**Task**
Each line from the one that contains "Exercise. Mark the oven door handle" through the end of the entries should be repeated exactly, with nothing added.

[[ Data to use, beginning ]]

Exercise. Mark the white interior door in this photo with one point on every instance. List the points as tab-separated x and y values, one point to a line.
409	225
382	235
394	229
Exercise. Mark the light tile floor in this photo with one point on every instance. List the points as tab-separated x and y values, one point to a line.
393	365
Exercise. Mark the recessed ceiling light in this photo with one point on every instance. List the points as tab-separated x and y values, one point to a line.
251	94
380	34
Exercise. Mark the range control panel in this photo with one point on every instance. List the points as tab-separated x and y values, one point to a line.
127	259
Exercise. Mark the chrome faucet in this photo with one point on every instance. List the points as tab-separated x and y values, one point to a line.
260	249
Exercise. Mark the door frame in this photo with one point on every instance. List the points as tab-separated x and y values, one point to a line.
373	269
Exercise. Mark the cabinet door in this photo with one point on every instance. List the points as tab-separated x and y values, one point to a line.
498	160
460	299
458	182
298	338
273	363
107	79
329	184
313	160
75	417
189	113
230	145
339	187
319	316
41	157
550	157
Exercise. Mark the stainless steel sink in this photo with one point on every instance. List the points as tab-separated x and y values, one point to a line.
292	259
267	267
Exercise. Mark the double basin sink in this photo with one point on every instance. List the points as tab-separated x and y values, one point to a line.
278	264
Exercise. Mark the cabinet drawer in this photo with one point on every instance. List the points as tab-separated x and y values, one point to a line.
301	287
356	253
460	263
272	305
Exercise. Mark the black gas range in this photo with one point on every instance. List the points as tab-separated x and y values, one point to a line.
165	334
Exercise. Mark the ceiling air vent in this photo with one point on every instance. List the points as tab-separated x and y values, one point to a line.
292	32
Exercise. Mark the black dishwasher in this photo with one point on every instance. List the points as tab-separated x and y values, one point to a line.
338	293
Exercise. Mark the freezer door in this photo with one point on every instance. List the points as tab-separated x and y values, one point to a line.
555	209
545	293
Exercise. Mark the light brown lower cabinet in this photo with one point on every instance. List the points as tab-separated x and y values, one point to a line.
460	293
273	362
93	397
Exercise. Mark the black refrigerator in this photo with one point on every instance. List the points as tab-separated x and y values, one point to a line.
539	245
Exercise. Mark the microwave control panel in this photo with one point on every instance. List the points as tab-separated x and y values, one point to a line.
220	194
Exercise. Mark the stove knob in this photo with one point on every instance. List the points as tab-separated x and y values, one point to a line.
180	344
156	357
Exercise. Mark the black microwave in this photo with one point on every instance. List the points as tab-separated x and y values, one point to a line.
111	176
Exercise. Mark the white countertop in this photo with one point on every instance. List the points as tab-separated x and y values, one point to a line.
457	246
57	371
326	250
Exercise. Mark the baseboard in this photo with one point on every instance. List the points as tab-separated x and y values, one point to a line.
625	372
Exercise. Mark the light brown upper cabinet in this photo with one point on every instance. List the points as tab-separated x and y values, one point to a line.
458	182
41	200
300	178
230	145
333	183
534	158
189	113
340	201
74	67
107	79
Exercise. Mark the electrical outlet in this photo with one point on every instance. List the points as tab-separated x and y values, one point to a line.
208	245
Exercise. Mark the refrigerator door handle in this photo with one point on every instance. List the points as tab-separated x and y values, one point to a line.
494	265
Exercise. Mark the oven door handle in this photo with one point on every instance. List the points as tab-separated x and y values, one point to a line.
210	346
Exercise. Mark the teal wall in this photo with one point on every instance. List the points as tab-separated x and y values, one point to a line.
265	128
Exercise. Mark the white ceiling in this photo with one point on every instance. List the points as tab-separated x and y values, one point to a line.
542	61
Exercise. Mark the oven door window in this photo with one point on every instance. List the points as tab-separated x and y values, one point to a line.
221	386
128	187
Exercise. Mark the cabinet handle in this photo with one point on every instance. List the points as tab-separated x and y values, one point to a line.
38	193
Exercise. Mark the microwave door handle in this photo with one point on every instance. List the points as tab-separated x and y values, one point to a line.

[[ Data to use, end ]]

**Answer to the problem**
Exercise. Mark the oven door handle in this photo with one point on every instance. List the points as tab-separated x and y values, one point to a line.
210	346
Exercise. Mark the teal wall in this photo with one point on every instance. List the points as tab-separated x and y values, one point to a line.
265	128
Exercise. Mark the white ceiling in this photo with one point on every instance. List the points as tab-separated x and y values, one point to a line.
542	61
Exercise. Mark the oven door window in this photo with one point on every instance. List the points as tab-separated x and y values, one point to a line.
221	386
128	187
Exercise. Mark the cabinet handle in this photo with one point on every instance. List the points as tab-separated x and y values, one point to a line.
38	193
Exercise. Mark the microwave door handle in this photo with one point on every instance. List the points as tab-separated x and y values, one point to a line.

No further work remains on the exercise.